Written problem. Retype every line of the listing below without changing anything, and leave the pictures out.
--
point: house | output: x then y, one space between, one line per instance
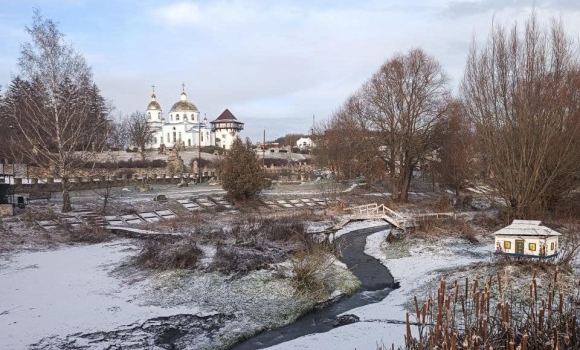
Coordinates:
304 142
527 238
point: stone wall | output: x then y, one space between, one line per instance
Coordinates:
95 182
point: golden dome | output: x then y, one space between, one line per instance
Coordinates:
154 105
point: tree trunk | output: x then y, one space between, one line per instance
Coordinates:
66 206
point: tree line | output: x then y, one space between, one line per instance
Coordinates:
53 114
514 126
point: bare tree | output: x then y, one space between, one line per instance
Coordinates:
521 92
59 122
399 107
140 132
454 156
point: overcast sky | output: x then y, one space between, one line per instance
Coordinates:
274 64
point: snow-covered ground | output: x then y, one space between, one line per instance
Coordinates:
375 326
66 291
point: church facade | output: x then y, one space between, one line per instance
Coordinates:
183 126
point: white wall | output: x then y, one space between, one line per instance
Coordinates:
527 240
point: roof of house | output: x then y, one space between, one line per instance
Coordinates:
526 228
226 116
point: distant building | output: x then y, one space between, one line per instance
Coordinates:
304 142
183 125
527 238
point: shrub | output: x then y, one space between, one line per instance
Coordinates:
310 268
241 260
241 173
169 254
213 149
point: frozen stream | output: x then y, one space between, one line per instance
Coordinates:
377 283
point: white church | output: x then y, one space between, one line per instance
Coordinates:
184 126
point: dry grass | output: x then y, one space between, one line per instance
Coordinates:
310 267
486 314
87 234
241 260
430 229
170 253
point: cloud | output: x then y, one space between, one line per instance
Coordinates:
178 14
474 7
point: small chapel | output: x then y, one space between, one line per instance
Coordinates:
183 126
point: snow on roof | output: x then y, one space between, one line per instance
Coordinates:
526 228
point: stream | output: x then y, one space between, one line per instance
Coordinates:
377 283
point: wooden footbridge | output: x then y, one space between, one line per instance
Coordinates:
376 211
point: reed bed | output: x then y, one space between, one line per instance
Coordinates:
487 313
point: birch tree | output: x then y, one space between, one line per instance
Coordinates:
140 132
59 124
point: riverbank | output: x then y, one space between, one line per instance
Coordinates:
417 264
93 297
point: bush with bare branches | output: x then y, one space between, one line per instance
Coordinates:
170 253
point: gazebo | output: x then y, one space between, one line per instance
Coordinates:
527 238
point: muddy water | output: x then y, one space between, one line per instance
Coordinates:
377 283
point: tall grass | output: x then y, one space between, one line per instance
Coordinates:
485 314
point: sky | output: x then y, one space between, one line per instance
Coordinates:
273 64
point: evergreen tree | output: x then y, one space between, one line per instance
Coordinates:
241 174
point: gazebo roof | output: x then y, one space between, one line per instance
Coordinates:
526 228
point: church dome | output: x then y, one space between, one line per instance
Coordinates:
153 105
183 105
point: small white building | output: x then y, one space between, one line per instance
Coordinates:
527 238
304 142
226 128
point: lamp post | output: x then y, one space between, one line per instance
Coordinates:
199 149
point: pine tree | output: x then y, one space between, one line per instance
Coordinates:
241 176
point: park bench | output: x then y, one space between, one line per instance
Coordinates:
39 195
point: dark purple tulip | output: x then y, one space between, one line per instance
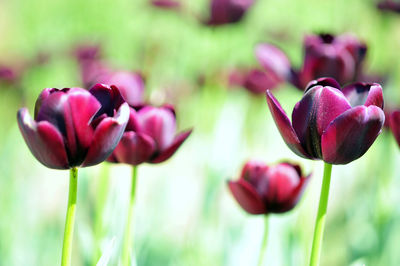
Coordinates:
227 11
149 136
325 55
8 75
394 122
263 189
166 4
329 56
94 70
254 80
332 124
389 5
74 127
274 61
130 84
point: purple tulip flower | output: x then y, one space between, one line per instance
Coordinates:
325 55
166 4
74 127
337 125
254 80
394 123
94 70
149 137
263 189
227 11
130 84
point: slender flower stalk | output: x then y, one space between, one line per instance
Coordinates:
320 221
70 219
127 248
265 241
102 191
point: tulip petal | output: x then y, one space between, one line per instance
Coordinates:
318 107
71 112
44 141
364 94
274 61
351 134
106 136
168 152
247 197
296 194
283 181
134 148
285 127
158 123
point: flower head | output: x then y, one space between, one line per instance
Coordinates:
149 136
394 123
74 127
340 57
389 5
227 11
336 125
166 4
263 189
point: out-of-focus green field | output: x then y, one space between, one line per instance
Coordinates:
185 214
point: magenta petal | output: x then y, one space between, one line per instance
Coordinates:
--
Correct response.
point: house | output: x then y, one space between, one line per instance
Coordinates:
304 142
527 238
point: stone wall | output: x then y, one space between, one line per instance
Coordinates:
95 182
point: golden dome | output: x then y, one space between, one line per instance
Coordinates:
154 105
point: tree trunk | output: x then y, one space between, one line per instance
Coordinates:
66 206
point: tree line | output: x then y, one space between, one line per instance
Coordinates:
53 114
514 126
point: bare tree | output: x then y, one space between, one line per instance
Coordinates:
521 92
59 122
399 107
140 132
454 156
point: overcast sky | output: x then y, one space between, one line per instance
Coordinates:
274 64
point: snow-covered ground | output: x then y, one space between, one line per instance
Coordinates:
375 326
66 291
point: church facade | output: x then y, one space between, one line per instance
Coordinates:
183 126
point: white wall | output: x then y, one space between, one line per instance
Coordinates:
527 240
point: roof of house | output: x then y, one space between, one line per instance
Coordinates:
526 228
226 116
point: distant building | output: x then y, one space between, one line per instance
Coordinates:
304 142
183 125
527 238
point: shrub | output: x then y, one space between, one line per instance
Coordinates:
310 268
241 260
241 173
169 254
213 149
point: frozen stream | output: x then y, one space between, one line per instance
Coordinates:
377 283
point: white church | output: x then y, one space between, one line per instance
Coordinates:
184 126
point: dry grass | output: x then y, one space between, one line per instance
Coordinates:
310 267
486 314
87 234
241 260
430 229
170 253
point: cloud | output: x then y, one space between, one line per instance
Coordinates:
178 14
474 7
point: small chapel | output: x then y, one space between, one line per instance
Coordinates:
183 126
point: snow on roof | output: x then y, one space between, one line per instance
Coordinates:
526 228
point: stream | output: x then y, one space between, one line per instance
Coordinates:
377 283
point: wooden footbridge | output: x then y, one space between, one line per instance
Coordinates:
376 211
point: reed bed | output: x then y, one space between, one line per instance
Coordinates:
487 313
point: birch tree | output: x then y, one space between, one line per instance
Coordinates:
140 132
59 124
point: riverbank | output: x then y, one space between, one line per instance
Coordinates:
417 264
93 297
point: bush with bare branches | output: x then y, one space between, one line per instance
Coordinates:
170 253
point: gazebo | output: x then y, one space between, one line per instance
Coordinates:
527 238
point: muddy water | output: x then y, one space between, one line per instance
Coordinates:
377 283
point: tall grass | output: x then y, one space between, one line per instance
Coordinates:
485 314
point: sky | output: x then y, one space between, one line per instance
Coordinates:
273 64
point: evergreen tree | output: x then y, one space between, one line per instance
Coordinates:
241 174
point: gazebo roof | output: x then y, one space between, one line per instance
Coordinates:
526 228
point: church dome | output: x then y, one space between, one line per instance
Coordinates:
153 105
183 105
point: small white building | output: x then y, one space between, one line per instance
Coordinates:
527 238
304 142
226 128
point: lamp post | output: x then y, one space between, one line per instance
Coordinates:
199 149
point: pine tree | output: x then y, one space between, one line per instance
Coordinates:
241 176
point: park bench | output: x then y, one space between, one line per instance
Coordinates:
39 195
point: dark purple tulip | output: x then y, one space between, one line per instance
Coordinates:
227 11
149 136
325 55
8 75
394 122
263 189
166 4
329 56
94 70
254 80
332 124
389 5
74 127
274 61
130 84
point: purple tulip flower | output: x then y, one space between, one line per instance
Coordinates:
325 55
166 4
74 127
337 125
254 80
394 123
94 70
149 137
263 189
227 11
130 84
point: slender flower stalk | output: x then y, one space between, one line per instance
Coordinates:
320 221
70 219
127 248
265 241
102 191
point: tulip petal | output: x then y, one space between, one line per instance
Coordinates:
318 107
71 112
44 141
364 94
274 61
351 134
106 136
168 152
247 197
296 194
283 181
134 148
285 127
158 123
point: flower head | output: x then y, one space between, one line per instance
Coordinates:
149 136
394 123
74 127
340 57
389 5
227 11
336 125
166 4
263 189
point: out-of-focus green field | output: x then y, one space between, one line per instance
Coordinates:
185 214
point: magenta petal | output: x then y, one space between, one line per instance
Coordinates:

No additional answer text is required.